* _Aim of the exercise_
From start to finish, set down the entries below exactly, leaving out the pictures.
******************************
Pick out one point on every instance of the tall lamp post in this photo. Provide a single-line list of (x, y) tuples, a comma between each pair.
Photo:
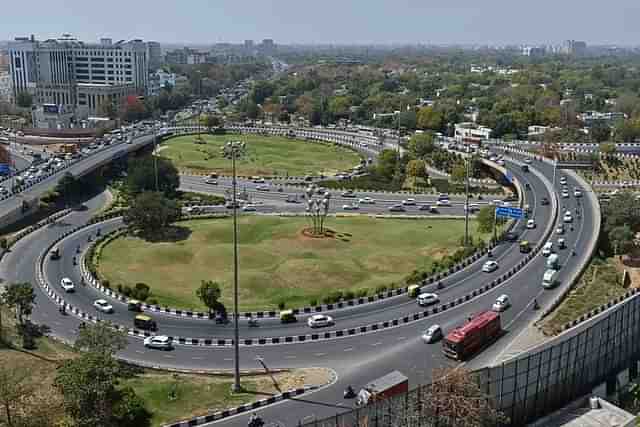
[(233, 150)]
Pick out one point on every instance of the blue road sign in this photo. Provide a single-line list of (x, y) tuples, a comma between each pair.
[(508, 212)]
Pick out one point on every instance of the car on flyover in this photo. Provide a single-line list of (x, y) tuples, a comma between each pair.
[(161, 342), (103, 306), (397, 208), (490, 266), (67, 285), (502, 303), (433, 334), (319, 321), (427, 299)]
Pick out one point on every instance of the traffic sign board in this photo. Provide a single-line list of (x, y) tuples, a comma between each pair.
[(509, 212)]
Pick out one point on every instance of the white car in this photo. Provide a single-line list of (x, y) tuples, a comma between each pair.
[(490, 266), (502, 303), (103, 306), (319, 321), (567, 217), (161, 342), (427, 299), (67, 284)]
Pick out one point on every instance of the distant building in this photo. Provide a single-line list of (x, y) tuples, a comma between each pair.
[(75, 75), (154, 55), (469, 130), (6, 87)]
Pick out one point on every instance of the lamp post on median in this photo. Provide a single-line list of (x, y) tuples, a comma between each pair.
[(233, 150)]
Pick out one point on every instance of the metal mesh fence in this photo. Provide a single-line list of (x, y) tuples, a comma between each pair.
[(531, 386)]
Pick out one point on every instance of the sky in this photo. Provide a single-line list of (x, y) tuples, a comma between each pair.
[(328, 21)]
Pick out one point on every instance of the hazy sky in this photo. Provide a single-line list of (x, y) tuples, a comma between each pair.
[(328, 21)]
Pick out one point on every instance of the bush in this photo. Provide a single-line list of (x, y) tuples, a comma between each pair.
******************************
* _Exercise response_
Pick out one point on every instance of the tall lamp post in this photo. Provide a single-line list of (x, y) tuples, a comma between each pair.
Photo:
[(233, 150)]
Pick out one point on every instance of the blue road sign in this photo. Provide a single-line list of (x, y) tuples, a comma between each pair.
[(508, 212)]
Pick out one point on every instance of the car on flyover in this photo. Provide a single-line list of (x, y) tuples, a comma between each pair.
[(161, 342), (103, 306), (397, 208), (490, 266), (67, 285), (502, 303), (433, 334), (319, 321), (427, 299)]
Pick out one point on every instance of the traffic sign board in this photo. Provide a single-line list of (x, y) tuples, a comma between each pair.
[(509, 212)]
Pick out one point on every instance of the white car in this photo. Provide a single-line list of (x, y) tuples, a comma between each pair.
[(490, 266), (502, 303), (103, 306), (319, 321), (567, 217), (161, 342), (427, 299), (67, 284)]
Pick out one point on every instance of the distant building in this photo. Provide a single-line list of (x, y) tuples, a comma between each pair.
[(75, 75), (154, 55), (469, 130), (6, 87)]
Pick out one point on every instance of the lamp post on median in this photo. Provide a single-line list of (x, y) tuples, a comma between each pair.
[(233, 150)]
Pick out one point on every instance of the metal mesh fence in this photo. Provide a single-line list of (x, y) tuples, a comma between each pair.
[(531, 386)]
Pick out one point on every instance of the sky in this photo. Provide a single-line list of (x, y) tuples, a comma between each pair.
[(328, 21)]
Pick out one point on every instance of the hazy sky in this photo. Provide a single-line list of (x, y) tuples, a comma between each pair.
[(328, 21)]
Pick out one point on every instance of the bush in this photo. Provide a single-line list of (x, y) tuples, a comma between each pair.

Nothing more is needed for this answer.